# EXTRACTED INFORMATION

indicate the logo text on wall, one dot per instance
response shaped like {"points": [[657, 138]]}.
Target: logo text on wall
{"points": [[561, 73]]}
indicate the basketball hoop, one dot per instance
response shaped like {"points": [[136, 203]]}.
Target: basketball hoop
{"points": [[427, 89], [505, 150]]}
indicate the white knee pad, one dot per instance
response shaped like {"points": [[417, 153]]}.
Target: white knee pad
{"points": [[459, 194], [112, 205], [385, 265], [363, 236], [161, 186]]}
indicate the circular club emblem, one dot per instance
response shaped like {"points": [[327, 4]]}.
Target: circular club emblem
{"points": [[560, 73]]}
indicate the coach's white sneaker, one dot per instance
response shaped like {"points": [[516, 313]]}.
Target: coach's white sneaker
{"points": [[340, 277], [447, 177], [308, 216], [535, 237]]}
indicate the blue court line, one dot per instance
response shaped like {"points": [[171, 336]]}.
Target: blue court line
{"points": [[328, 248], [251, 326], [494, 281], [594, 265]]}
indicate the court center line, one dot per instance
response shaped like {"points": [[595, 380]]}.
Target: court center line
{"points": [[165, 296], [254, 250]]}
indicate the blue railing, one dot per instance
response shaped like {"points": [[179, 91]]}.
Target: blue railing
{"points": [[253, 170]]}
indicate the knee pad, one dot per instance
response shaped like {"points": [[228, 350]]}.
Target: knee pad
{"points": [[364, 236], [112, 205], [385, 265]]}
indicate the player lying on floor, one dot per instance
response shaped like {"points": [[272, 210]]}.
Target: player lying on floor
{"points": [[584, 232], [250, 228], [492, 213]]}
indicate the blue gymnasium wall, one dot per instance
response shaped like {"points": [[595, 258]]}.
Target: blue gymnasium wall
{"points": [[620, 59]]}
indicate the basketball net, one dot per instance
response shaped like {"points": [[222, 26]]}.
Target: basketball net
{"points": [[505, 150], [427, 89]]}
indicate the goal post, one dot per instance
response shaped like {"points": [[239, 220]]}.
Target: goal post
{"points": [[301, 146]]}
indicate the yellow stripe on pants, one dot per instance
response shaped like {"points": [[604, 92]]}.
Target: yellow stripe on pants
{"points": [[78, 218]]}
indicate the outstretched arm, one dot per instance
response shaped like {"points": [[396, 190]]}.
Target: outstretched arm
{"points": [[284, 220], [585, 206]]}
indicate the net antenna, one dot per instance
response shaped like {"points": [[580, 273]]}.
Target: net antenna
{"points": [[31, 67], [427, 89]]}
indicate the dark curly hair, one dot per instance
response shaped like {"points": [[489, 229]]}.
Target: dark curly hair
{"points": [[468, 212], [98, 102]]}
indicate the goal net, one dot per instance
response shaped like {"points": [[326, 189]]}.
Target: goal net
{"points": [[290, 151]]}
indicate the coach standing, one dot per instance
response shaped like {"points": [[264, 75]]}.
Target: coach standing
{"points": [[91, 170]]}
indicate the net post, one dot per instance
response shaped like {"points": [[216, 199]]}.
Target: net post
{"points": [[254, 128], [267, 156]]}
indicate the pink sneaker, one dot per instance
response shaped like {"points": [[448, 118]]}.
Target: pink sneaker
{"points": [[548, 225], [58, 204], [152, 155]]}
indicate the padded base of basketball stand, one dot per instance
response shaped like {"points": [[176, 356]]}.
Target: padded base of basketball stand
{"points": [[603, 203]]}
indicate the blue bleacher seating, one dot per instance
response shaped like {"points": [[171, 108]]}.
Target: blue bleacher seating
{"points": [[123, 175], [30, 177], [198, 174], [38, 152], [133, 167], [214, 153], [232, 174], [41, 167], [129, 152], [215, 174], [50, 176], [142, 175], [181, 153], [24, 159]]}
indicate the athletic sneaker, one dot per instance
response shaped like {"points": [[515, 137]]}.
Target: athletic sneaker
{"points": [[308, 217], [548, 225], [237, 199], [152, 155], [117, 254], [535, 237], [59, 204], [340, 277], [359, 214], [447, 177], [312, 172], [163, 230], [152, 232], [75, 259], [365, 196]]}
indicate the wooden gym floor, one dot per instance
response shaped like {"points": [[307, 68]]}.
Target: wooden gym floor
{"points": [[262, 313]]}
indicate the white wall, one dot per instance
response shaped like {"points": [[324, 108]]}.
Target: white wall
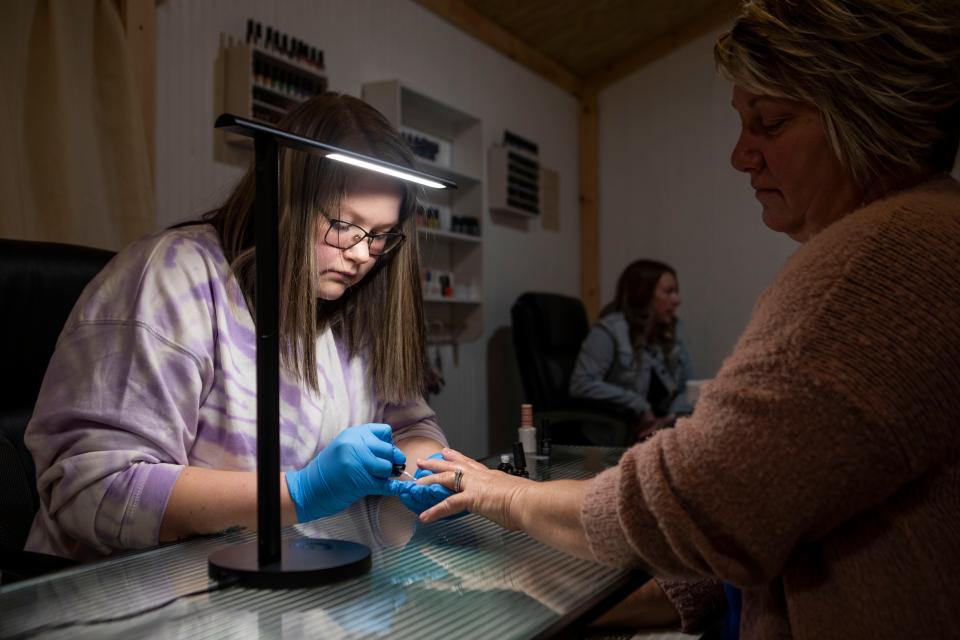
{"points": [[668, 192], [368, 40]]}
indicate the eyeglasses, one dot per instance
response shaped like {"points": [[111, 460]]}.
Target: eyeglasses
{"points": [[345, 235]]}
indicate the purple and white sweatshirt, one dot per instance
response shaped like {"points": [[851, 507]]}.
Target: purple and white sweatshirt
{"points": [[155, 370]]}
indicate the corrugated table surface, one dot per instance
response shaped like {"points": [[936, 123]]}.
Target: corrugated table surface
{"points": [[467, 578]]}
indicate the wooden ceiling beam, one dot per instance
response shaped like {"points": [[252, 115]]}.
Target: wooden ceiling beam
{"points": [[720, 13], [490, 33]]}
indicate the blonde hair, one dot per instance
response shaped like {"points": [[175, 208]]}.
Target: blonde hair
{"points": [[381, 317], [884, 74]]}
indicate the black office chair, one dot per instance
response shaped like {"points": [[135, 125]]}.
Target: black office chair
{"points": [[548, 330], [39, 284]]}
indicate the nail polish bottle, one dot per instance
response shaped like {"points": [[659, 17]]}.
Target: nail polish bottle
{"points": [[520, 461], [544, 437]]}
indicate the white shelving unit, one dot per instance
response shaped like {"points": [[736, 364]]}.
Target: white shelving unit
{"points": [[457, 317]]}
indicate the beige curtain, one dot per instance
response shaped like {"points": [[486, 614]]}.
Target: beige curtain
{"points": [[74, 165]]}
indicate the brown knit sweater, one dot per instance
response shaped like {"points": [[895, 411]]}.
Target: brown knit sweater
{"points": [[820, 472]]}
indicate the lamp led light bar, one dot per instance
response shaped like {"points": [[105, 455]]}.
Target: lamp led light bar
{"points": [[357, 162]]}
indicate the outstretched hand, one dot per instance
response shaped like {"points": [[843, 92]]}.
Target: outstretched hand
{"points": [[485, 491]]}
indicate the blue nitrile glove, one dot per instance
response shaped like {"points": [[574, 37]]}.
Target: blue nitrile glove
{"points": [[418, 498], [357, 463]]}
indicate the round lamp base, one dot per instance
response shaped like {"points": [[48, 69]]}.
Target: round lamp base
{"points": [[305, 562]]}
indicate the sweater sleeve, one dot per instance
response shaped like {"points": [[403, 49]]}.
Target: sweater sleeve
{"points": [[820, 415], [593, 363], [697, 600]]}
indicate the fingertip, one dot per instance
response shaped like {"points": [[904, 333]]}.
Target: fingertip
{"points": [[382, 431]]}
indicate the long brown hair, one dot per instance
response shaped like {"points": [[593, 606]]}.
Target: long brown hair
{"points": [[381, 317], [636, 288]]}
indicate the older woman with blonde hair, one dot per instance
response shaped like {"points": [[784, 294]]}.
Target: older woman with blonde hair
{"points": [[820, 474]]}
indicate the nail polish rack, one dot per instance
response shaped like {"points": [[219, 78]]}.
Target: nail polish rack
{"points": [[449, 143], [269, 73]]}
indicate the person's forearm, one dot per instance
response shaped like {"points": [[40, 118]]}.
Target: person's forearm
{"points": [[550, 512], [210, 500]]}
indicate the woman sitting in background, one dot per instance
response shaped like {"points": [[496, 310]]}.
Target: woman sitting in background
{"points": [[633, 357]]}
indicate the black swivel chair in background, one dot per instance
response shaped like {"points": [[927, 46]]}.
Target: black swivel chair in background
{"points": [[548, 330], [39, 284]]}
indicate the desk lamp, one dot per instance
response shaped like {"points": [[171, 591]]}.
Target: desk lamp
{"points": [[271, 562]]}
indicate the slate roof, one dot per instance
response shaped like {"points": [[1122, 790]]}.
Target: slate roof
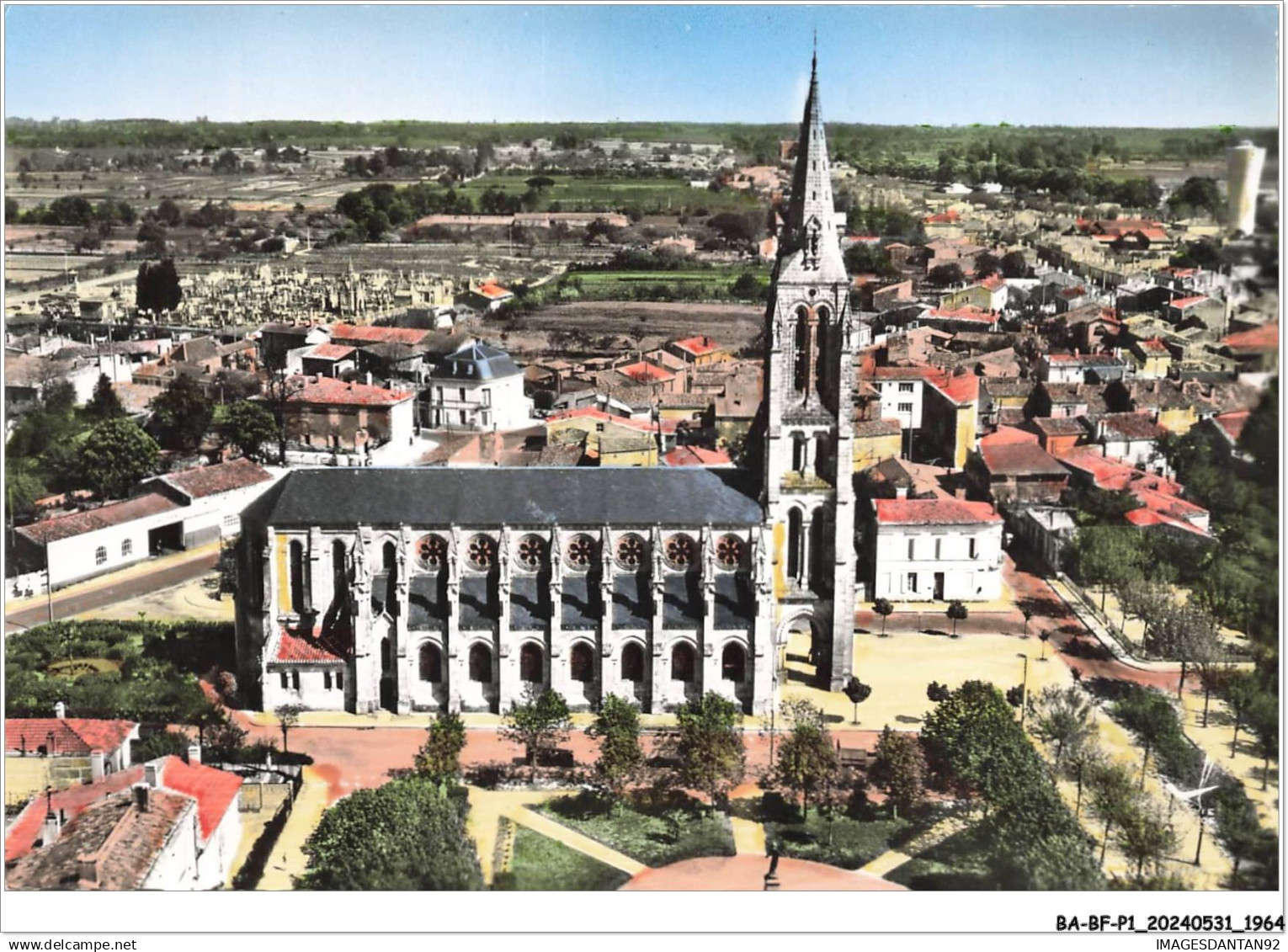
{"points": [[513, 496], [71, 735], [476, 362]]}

---

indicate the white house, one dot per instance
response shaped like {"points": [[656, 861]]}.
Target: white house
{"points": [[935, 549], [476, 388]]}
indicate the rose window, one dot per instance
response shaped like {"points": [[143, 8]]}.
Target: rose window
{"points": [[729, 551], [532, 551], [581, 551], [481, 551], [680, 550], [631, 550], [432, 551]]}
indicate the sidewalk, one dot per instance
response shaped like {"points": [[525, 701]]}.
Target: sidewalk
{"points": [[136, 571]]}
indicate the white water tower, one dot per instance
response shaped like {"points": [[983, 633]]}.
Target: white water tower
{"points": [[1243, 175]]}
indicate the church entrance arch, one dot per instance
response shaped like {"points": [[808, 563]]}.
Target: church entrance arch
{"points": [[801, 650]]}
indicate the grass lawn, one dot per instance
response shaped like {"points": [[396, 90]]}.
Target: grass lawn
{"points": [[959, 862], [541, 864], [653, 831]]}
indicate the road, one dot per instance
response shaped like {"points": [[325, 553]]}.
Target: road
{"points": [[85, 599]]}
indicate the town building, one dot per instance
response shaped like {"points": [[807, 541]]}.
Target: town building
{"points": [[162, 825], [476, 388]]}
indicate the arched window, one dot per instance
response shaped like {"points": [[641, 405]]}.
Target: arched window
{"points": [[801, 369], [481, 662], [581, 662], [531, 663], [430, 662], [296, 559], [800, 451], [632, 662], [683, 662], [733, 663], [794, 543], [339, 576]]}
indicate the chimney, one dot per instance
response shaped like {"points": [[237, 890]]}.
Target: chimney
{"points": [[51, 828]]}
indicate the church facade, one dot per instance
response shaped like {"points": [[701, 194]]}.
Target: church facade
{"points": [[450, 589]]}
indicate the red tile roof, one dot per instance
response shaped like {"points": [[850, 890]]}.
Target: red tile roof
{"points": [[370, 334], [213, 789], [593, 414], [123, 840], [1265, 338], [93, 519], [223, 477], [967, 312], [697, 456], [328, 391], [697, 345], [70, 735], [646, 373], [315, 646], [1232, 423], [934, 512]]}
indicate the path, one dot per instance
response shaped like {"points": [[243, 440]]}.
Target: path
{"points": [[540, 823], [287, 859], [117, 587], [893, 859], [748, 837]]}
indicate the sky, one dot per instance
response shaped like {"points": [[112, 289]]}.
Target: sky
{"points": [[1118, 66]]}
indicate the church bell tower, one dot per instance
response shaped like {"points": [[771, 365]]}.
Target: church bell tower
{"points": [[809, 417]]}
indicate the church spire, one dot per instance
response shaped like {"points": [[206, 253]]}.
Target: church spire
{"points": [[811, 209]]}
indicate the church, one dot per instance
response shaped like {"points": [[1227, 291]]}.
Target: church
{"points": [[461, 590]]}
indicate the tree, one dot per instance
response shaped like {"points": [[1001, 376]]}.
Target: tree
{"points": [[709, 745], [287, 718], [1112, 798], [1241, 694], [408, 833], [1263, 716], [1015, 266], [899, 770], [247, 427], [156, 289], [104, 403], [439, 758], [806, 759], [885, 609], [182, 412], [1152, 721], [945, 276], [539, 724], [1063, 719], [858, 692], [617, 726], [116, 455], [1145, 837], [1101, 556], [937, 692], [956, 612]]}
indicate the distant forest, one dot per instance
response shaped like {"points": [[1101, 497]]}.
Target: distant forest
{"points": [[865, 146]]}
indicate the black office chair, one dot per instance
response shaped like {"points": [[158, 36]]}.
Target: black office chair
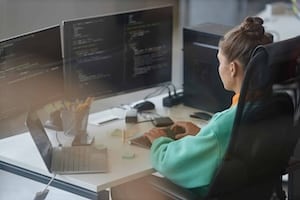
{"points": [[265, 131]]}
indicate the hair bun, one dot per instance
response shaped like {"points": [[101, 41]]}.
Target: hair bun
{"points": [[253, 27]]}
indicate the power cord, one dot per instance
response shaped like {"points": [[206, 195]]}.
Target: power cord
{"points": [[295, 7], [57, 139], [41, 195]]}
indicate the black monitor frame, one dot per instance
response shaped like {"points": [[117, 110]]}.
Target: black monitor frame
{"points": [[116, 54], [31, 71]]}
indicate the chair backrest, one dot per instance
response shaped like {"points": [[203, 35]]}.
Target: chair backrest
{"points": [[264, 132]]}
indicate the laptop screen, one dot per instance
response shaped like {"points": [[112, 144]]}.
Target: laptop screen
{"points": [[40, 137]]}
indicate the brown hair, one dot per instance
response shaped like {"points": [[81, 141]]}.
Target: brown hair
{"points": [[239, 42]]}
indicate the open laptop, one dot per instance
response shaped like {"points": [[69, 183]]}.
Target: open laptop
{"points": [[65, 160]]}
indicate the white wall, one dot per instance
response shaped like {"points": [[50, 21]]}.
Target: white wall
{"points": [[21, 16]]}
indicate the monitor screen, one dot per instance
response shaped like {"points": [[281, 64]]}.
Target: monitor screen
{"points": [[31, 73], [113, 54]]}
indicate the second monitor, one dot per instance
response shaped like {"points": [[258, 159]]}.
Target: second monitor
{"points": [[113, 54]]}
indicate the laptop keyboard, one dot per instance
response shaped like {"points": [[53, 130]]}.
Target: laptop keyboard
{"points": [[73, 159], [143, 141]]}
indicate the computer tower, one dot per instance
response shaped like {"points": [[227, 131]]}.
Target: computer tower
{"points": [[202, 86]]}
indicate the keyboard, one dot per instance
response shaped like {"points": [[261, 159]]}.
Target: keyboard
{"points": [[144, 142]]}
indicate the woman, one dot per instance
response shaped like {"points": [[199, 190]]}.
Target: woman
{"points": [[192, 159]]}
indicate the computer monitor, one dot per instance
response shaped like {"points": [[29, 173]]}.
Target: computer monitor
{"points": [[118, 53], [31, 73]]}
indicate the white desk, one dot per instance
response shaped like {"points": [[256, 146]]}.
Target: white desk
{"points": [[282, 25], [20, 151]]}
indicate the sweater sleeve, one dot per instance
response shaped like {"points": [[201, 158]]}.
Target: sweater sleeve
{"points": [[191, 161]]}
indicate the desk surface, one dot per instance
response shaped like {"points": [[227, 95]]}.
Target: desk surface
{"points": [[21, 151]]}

---

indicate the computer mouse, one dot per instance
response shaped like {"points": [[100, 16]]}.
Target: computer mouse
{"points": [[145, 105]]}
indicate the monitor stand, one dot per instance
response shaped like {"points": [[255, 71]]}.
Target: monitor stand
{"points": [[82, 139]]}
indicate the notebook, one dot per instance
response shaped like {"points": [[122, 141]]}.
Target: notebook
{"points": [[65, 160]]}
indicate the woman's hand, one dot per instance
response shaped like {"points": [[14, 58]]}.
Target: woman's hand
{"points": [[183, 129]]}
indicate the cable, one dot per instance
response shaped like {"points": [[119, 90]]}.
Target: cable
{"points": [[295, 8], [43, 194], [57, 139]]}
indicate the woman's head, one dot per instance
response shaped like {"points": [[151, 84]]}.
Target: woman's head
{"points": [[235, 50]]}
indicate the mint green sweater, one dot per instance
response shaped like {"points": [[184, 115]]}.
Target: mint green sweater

# WHAT IS NEEDED
How many lines in the records contain the word "sweater"? Reply with the number alone.

# EXERCISE RESULT
8